* [Problem set]:
(A) According to the artist's notes, about how long did each torso piece take?
(B) Resume the artist's notes after their final sentence and write one or two more paragraphs in the same first-person voice.

══ Supplied passage

For over ten years as an illustrator, I did a small papercut a month for The United Church Observer. Some years back I started doing larger pieces. As a way to translate drawings it’s kind of a wonderful challenge. Lines can’t be too skinny because they need to be cut and also every element acts as an anchors for whatever other cut elements are around it. Nothing can float free or be an island; every line or shape has to be attached. You’re working with only two values: the dark paper you cut (I always use black) and the lighter value of the mat against which you display the cut image. A cut line has graphic strength.
Life is a Parade
Of the three underwater images, the two single figures were painted in gouache. The others are acrylic on 300 lb. paper. Betsy and Mandy curled up at my feet on the verandah at Moya’s house in La Fortuna, on the Ecuadorian coast. I love their shape. Neither dog is alive now. Mandy was Betsy’s daughter. I think it was 2008. That’s the same year, I think, that I took that photo in the Fiestas of Canoa, of the grumpy little princess. The three swimmers are sisters: Taty, Sioban and Daphne. I’m their comadre, along with Kim Mcghee. We are collectively known as Kimelley.
Betsy & Mandy
At the core of this series are 12 pieces created from ‘96-‘97 in Ecuador. I was renting an adobe house overlooking a section of El Valle de los Chillos. I thought I was going to the equator to write, but the words didn’t come. The same thing happened to P.K. Page when she got to Brazil, so she started to draw. (Her book Brazilian Journal is a magnificent account of the impact on creativity of an intense tropical culture.)
The torso images were based on photographs of models but I thought of them less as nudes than as portraits of emotional states. I was working in a medium I’ll call painterly collage where torn bits of paper (often old paintings and drawings) were made to mimic a brushstroke. There are layers and layers of paint, mostly glazes, on these. The images measure around 18X24”—a full sheet of watercolour paper. I’d puddle on the colour, wait a minute, then wipe most of it off. The paint is absorbed more by the raw paper than on the collaged sections—that’s why there are those denser wedges of saturated colour. Each piece took about a month.

════
══ Material

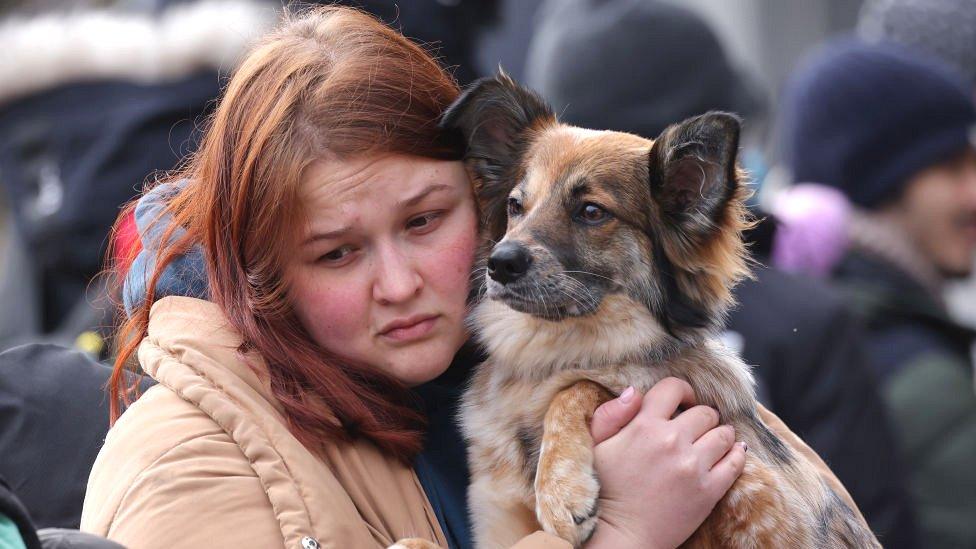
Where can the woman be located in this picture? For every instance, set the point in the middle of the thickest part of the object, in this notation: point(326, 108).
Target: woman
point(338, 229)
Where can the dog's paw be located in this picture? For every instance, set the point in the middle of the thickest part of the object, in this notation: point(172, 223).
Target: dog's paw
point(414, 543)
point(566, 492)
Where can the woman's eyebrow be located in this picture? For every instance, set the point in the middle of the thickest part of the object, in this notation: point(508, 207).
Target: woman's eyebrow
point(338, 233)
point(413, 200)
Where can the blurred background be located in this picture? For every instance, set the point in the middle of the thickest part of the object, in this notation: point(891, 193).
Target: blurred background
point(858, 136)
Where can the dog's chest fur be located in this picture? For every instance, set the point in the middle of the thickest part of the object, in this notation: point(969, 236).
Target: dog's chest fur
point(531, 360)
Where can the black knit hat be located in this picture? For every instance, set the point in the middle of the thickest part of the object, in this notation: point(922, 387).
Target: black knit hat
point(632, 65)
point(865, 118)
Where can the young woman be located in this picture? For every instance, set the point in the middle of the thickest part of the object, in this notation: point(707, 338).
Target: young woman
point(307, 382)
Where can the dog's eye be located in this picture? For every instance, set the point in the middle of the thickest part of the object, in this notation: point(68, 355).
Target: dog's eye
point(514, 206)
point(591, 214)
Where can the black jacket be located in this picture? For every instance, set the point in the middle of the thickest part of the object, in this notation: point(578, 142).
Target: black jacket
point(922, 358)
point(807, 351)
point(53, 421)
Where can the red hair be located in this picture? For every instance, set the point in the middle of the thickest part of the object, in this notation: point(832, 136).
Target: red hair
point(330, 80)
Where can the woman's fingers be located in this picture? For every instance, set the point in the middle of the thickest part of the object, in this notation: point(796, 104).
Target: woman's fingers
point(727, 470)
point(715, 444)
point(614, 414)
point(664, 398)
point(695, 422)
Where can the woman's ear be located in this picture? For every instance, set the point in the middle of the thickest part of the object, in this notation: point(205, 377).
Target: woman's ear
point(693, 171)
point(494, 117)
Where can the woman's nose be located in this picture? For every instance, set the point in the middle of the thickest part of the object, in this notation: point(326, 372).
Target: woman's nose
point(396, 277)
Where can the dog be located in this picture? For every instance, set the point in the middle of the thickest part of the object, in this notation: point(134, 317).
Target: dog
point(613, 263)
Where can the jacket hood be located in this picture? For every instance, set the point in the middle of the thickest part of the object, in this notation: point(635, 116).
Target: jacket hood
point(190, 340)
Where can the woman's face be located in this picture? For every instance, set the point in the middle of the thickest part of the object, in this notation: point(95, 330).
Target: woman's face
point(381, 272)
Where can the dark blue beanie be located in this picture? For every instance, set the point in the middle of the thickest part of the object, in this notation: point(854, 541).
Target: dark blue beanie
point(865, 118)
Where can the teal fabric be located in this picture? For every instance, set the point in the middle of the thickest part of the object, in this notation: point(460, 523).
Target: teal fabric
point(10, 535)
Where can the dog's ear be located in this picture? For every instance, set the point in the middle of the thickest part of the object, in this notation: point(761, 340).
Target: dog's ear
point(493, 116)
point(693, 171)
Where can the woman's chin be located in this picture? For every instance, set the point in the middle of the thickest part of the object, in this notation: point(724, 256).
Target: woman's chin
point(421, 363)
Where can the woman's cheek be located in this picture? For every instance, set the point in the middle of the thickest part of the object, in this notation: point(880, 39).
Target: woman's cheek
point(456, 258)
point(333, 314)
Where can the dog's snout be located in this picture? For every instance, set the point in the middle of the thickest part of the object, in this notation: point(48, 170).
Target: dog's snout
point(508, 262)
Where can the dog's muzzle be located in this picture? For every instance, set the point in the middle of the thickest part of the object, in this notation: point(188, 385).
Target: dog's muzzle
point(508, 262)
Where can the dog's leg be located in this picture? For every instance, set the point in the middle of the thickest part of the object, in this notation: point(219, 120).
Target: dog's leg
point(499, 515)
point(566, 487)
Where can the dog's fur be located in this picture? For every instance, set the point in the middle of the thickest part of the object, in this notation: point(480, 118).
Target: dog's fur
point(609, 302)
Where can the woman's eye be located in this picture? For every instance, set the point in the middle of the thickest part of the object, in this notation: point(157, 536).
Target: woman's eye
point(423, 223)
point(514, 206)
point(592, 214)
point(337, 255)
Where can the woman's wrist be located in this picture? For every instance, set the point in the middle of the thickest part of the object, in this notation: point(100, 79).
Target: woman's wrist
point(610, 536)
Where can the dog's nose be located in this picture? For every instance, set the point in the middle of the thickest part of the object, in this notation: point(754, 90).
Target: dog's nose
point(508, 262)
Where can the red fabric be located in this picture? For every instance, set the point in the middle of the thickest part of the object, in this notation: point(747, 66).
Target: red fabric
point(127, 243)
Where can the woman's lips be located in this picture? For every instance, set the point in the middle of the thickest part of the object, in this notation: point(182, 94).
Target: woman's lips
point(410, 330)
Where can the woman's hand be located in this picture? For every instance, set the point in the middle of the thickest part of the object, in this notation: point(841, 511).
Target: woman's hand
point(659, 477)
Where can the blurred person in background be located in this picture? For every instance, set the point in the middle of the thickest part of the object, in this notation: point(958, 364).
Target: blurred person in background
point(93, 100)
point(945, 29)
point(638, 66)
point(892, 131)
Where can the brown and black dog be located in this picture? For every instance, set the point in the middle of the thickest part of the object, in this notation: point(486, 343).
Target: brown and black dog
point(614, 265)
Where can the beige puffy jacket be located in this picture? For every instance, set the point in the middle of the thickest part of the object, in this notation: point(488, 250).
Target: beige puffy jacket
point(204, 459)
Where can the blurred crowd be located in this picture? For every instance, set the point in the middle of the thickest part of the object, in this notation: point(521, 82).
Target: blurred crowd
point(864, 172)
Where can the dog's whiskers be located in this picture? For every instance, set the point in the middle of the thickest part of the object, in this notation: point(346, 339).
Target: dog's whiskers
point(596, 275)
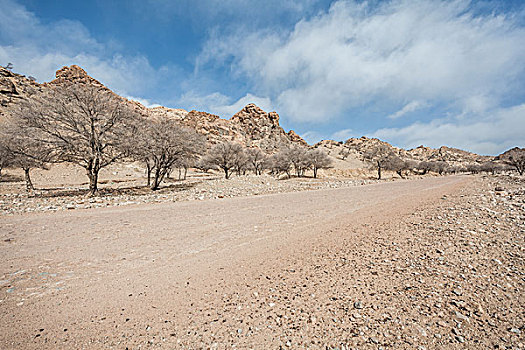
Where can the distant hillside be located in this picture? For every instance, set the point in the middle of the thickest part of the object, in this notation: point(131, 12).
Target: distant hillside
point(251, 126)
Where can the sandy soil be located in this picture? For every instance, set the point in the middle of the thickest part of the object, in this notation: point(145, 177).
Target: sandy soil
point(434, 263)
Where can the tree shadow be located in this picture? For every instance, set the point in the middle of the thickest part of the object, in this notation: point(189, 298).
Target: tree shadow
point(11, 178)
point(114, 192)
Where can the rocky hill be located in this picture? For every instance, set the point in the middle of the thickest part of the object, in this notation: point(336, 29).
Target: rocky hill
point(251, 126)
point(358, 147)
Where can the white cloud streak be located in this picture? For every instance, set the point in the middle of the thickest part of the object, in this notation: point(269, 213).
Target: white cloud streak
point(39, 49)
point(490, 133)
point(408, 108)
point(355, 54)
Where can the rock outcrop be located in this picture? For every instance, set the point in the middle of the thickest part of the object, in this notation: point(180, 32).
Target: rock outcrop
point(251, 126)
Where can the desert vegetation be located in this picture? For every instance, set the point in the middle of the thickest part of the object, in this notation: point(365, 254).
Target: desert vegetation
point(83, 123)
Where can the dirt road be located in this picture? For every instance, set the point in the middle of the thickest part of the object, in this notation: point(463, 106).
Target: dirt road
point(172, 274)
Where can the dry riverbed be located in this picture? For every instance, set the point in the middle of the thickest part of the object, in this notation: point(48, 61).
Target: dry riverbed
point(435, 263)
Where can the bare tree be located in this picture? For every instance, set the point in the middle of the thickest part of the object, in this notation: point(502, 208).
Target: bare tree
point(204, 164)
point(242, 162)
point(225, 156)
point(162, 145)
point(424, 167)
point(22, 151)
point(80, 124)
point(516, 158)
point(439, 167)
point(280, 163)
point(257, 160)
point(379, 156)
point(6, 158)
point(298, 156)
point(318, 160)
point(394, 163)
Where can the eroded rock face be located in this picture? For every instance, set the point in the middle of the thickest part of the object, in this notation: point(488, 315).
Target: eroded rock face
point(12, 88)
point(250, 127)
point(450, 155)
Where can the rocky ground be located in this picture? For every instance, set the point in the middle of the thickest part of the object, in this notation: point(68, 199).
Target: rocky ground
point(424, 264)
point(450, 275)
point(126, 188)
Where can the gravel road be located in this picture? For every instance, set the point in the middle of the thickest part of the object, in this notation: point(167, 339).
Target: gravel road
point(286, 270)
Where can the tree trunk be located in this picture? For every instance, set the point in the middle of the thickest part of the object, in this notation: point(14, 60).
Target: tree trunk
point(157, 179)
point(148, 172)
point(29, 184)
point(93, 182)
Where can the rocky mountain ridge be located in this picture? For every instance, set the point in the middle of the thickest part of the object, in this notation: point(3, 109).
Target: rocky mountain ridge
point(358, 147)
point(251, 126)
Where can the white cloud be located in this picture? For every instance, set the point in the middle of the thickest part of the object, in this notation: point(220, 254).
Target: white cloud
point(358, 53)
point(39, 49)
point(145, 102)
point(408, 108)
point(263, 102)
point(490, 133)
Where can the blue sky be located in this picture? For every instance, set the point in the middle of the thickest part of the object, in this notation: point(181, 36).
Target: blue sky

════

* [Responses for each task]:
(A) About a month.

(B)
Out of this Marsupial Night
Riding It Out
The Tucked Figures, large
In 2003 or earlier I started working on oversized figurative drawings, acrylic washes over pencil on Arches paper off a roll, which I cut into squares (4.5 x 4.5 feet) or sheets of 300-pound Lana 3.5 x 5 feet. The paper would be pinned to a board leaning against the wall. After I’d made the base drawing in pencil, I’d shift the board to the floor to paint. William Kentridge talks about how the story of his films is really the story of a repeated short walk between the wall, where he draws in charcoal on paper, and the still camera about 4 feet away. (He shoots a few frames, makes changes to the drawing—deciding as he goes, rather than having a predetermined plot in mind—then shoots more frames, etc.) I was necessarily close to the wall/paper when drawing, but to see what I’d drawn in relation to the rest I had to stand back. That was the method: step in to draw, step back to see, repeat, anyway, it made for lots and lots of erasure. The painting was about kneeling and laying down paint, then standing and walking around to the bottom of the painting, a vantage point where I could gauge what I’d just done in the context of the overall image. The figures were ‘size as’ or larger and that made for an interesting encounter between artist and subject, and between subject and process.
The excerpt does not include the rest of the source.